▶ **CONSIGNE 1**
Recopiez le passage du texte d'étude, de « A première vue, le » jusqu'à « emporte presque l'adhésion. », sans rien y changer.
▶ **CONSIGNE 2**
D'après le texte d'étude, dans quel établissement François Héran est-il professeur ?

▶ **TEXTE D'ÉTUDE**
####

Monsieur François Héran, sociologue et anthropologue, professeur au Collège de France, est un grand intellectuel aux titres incontestables. Au lendemain de l'assassinat de Samuel Patys, il a publié à chaud une « lettre aux professeurs » portant sur le contexte de cet assassinat ; dans cet ouvrage, il reprend , commente et élargit ses thèses de l'époque en terminant par une défense et justification du wokisme qui n'est pas ce qu'un bon peuple réactionnaire pense (et qui d'ailleurs n'existe pas, la preuve c'est qu'on l'enseigne). Mais n'allons pas trop vite.

A première vue, le thèses de l'auteur sont pertinentes ; il entend démontrer la pertinence du concept d'islamophobie, conçu comme racisme, des rapports indissociables entre la croyance et le croyance qui justifient le concept de blasphème, il se livre à une exégèse éblouissante et étayée par un vaste appareil critique des textes fondateurs de la laïcité, des différentes déclarations des droits de l'homme, française, américaine, européenne, des législations qui les complètent, de l'histoire et de la politique française, de l'histoire coloniale, que sais-je encore, qui emporte presque l'adhésion.

####

▶ **LIGNES PRÉSENTÉES**
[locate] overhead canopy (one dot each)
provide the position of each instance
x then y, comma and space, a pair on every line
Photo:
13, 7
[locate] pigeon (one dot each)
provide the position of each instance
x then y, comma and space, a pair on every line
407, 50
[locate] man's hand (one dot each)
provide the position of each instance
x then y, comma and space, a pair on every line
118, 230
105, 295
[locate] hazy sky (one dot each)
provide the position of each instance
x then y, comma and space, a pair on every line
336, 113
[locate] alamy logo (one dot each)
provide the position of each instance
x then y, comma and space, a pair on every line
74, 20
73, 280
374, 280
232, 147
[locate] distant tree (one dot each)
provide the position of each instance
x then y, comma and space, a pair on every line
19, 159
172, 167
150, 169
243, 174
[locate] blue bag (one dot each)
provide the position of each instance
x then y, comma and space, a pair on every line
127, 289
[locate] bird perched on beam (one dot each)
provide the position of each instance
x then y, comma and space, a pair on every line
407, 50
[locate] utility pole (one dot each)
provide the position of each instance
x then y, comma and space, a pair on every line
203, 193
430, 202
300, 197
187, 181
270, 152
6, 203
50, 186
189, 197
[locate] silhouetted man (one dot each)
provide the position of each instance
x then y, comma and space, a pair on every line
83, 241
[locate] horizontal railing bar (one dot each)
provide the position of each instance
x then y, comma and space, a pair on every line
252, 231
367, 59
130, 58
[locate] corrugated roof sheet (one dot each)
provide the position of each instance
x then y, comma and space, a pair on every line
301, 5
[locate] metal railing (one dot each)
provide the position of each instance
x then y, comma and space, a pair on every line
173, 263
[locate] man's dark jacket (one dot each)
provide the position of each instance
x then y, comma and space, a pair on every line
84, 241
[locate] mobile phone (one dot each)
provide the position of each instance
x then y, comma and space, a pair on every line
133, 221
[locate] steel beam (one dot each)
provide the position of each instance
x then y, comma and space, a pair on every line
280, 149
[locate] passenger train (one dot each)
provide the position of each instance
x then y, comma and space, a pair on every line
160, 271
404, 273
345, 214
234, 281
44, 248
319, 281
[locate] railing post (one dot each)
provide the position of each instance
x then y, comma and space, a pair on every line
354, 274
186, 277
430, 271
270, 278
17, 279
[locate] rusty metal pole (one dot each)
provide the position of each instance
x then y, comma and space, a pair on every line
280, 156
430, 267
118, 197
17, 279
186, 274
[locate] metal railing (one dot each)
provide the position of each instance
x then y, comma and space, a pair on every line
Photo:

####

▶ **CORRIGÉ 1**
A première vue, le thèses de l'auteur sont pertinentes ; il entend démontrer la pertinence du concept d'islamophobie, conçu comme racisme, des rapports indissociables entre la croyance et le croyance qui justifient le concept de blasphème, il se livre à une exégèse éblouissante et étayée par un vaste appareil critique des textes fondateurs de la laïcité, des différentes déclarations des droits de l'homme, française, américaine, européenne, des législations qui les complètent, de l'histoire et de la politique française, de l'histoire coloniale, que sais-je encore, qui emporte presque l'adhésion.

▶ **CORRIGÉ 2**
Il est professeur au Collège de France.